Employment Minister Stuart Robert’s inability or unwillingness to disclose key financial details means he should be treated in the same way as former attorney-general Christian Porter who resigned last year over the operation of a blind trust set up to accept donations for his defamation proceedings against the ABC, Senate estimates has heard.
A Crikey investigation into Robert’s blind trust and investments raised a series of unanswered questions about the minister’s financial dealings, Labor Senator Murray Watt said. He asked Trade Minister Simon Birmingham why Robert had not met the same fate as Porter.
“Minister Porter could not say who those donors were,” Watt said. “It was, to use the prime minister’s words, the inability for minister Porter to be able to practically provide further information because of the blind nature of those arrangements that is what prevented minister Porter from conclusively ruling out a perceived conflict.
“Minister Robert sets up a blind trust but has yet to disclose the name of it. He doesn’t disclose the identity of the trustee. He doesn’t know what’s going on inside. He can’t rule out conflicts of interest. How is that different?”
The trust first came to light after David Hardaker’s series into Brother Stuie, his financial dealings and his powerful friends. The series found Robert, while working as minister for the National Disability Insurance Scheme (NDIS) between 2019 and 2021, was a co-director of a company that made investments with and for Robert, and was registered at the same address as his co-director’s NDIS-linked companies.
He also had shares in a junior mining company called Atlas Iron, the sale of which led to a windfall for Robert, known as Brother Stuie by Prime Minister Scott Morrison for their shared Pentecostal beliefs.
It’s not clear who manages Robert’s blind trust. His register of interests, thanks to the blind trust, is now a blank page.
Birmingham said that although he was sure Robert had complied with all relevant declarations to ensure a conflict of interest was avoided, the “fundamental point” of blind trusts were so that that a minister “can disclose all direct knowledge and responsibility and handling of assets they may own and invest those in another” that they didn’t have a line of sight over.
Watt said he wasn’t advocating for parliamentary members to be banned from using blind trusts.
Questions on whether the prime minister or his office discussed the blind trust with Robert — including the name of the blind trust or the identity of the trustee, and dates of advice or payments — were taken on notice by Birmingham.
Labor’s spokesman on legal matters Mark Dreyfus and Greens Senator Larissa Waters backed calls last year for answers into the blind trust.
Lets be clear. The purpose of blind trusts used in this context is not to conceal the donors identity from the beneficiary but to conceal the donor, and all the transactions from the electorate.
There is no way either Porter orRobert dont know who their donors are.
The whole point of bribery is to get benefits from the recipient. Hows that going to work if the recipient doesnt know who the donation come from?
They know, we dont. Corruption.
Could not be clearer nor more blatant & nose thumbing.

## [Given exercise 1]
Name every person identified by full name in the article on Stuart Robert's blind trust.
## [Given exercise 2]
Carry on writing the article on Stuart Robert's blind trust, starting after its final sentence.

## [Extracted information]

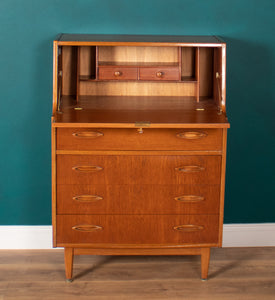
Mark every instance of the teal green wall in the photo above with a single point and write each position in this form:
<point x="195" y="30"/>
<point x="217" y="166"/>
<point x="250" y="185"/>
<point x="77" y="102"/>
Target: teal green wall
<point x="27" y="28"/>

## [Exercise response 1]
Stuart Robert, Christian Porter, Murray Watt, Simon Birmingham, David Hardaker, Scott Morrison, Mark Dreyfus, Larissa Waters

## [Exercise response 2]
You seem to have missed the difference between Porter’s trust and Roberts’. Porter’s disguises the identity of donors paying his legal bills, as you recognise. Roberts’ trust is more conventional. Investments Roberts held before he was a minister were transferred into the blind trust so he should no longer know what investments he holds. The trust does not, so far as anyone knows, take donations, and I’m not aware anyone has made any such allegation. The problem with it is that nobody can be sure Roberts is genuinely ignorant of the investments so nobody can tell if he has a conflict of interest.
In fact Turnbull had this sort of trust when he became PM. Porter’s wasn’t a blind trust at all. He just called it that, and hoped we’d accept it (a bit like how calling it a national “cabinet” was meant to confer the benefits of cabinet confidentiality.)
Precisely. Such a shame (literally) that journos. won’t make the clear.
Like writing that Bridget McK was sacked for sports rorts – tendentious mendacity.
And not unpurposed.
Does the trust run an ISP that charges $1200 p/month for internet access?
Is the trust involved in Robert’s China venture on a private jet?
…. On Paul Marks arm?
…. Those watches from “Noodles” Li Ruipeng?
Talk about Chinese whispers.
A party of crooks.
Hiding in a church
Waiting to mug parishioners
What’s the collective for a “paid coven” of crooks?
Blind trusts again, pfft… Brother Stuie, no more blind trust, faith in you no more.
I imagine the CCP would be happy to use blind trusts to bankroll certain politicians. I recall Brother Stuie had some dealings with senior CCP officials in the past, or am I mistaken?
Nope, not mistaken. He made representations to a Chinese businessman on behalf of his brother, and also received a beautiful Rolex watch-that he failed to declare at the time.
“Watt said he wasn’t advocating for parliamentary members to be banned from using blind trusts.”
Can anyone say why Watt stops short of advocating for parliamentary members to be banned from using blind trusts? He’s clear enough about the problems associated with them. What legitimate purpose is there when it is practically impossible to show they are really blind? In the real world they seem even more problematic than non-disclosure agreements. (See for example today’s Crikey article about High Court judge Dyson Heydon.) Could it be Watt is unwilling to embarrass some colleagues who have their own blind trusts?